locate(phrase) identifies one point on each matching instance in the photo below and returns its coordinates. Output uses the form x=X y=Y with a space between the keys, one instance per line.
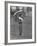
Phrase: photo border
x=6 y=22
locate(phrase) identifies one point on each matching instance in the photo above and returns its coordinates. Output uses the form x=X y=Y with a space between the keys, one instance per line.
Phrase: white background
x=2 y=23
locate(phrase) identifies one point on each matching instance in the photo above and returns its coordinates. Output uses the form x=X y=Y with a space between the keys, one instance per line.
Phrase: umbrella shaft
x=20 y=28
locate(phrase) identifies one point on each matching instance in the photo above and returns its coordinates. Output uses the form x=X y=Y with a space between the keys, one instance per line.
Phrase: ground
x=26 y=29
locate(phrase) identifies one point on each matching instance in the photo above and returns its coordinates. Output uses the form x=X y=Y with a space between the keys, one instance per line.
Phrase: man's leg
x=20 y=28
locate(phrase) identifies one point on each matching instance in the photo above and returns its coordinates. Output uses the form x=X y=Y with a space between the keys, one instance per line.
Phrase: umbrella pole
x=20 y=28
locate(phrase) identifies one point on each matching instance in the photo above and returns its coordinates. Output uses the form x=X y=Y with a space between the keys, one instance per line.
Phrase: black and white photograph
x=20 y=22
..............................
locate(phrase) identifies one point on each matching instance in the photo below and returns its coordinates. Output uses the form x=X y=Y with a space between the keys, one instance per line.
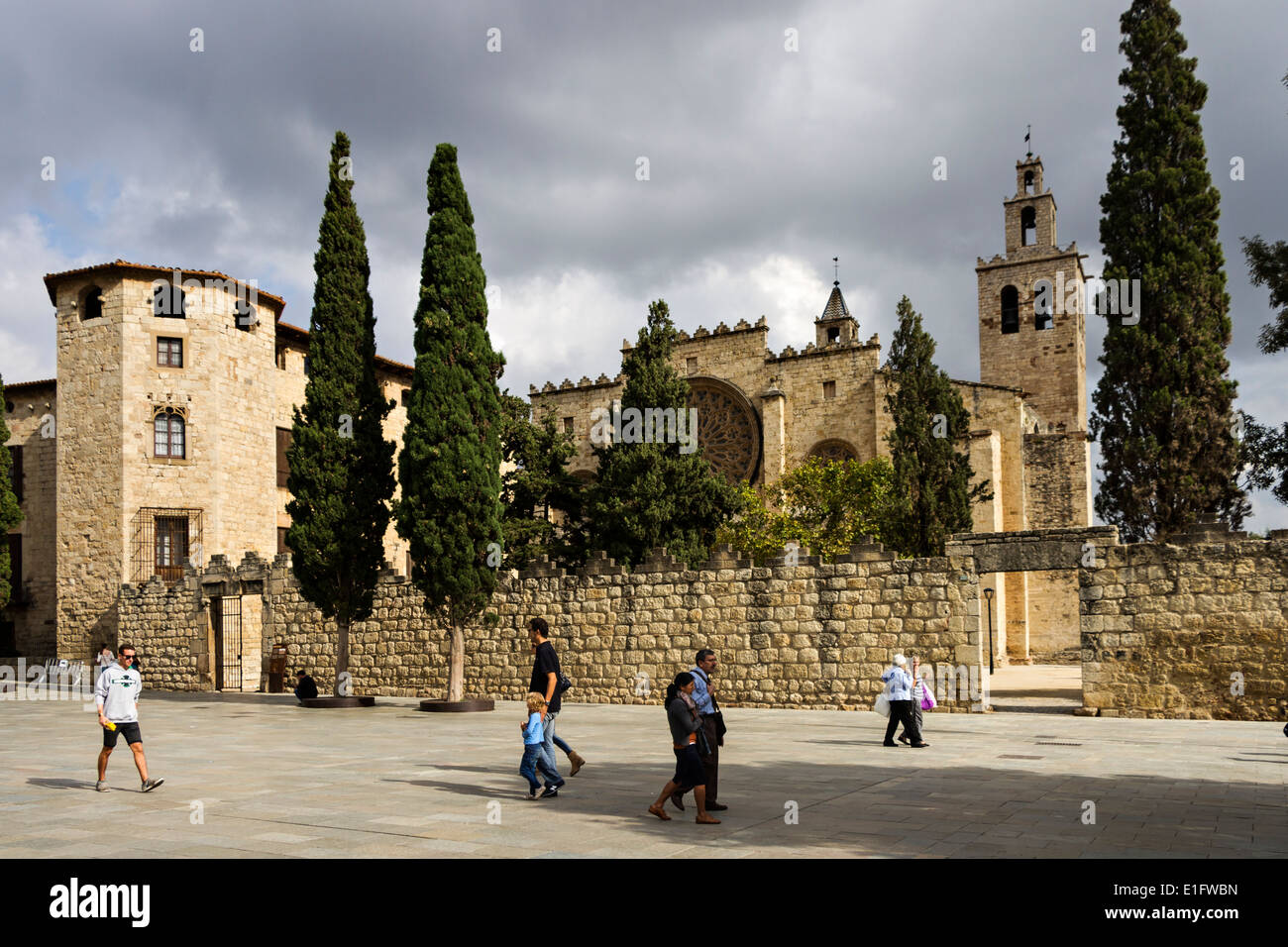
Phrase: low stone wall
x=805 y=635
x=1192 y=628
..............................
Required task => Show every line above that contains the word "white", matching its case exactly.

Response to the exercise =>
Phrase: white background
Phrase: black and white photograph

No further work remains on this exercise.